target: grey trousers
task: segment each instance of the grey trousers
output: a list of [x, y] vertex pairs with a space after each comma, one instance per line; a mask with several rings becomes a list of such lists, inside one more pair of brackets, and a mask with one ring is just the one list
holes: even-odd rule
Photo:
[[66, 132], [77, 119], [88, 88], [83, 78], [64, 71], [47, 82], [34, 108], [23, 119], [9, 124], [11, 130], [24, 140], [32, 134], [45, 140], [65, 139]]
----
* _Exercise objective_
Rescale the lines above. Copy every line, requests included, and multiply each vertex coordinate in the answers by 1.8, rounding to the nearest whole number with halves rounded up.

* _Exercise result_
target: grey trousers
task: segment each instance of the grey trousers
output: a list of [x, y] vertex pairs with a space after each comma, one instance per line; a mask with several rings becomes a list of such lists, inside one more pair of brackets, and a mask with one ring is just the one list
holes: even-odd rule
Photo:
[[119, 238], [139, 214], [158, 158], [149, 140], [115, 128], [85, 148], [61, 194], [41, 214], [16, 223], [20, 234], [43, 252], [58, 241], [81, 252], [117, 250]]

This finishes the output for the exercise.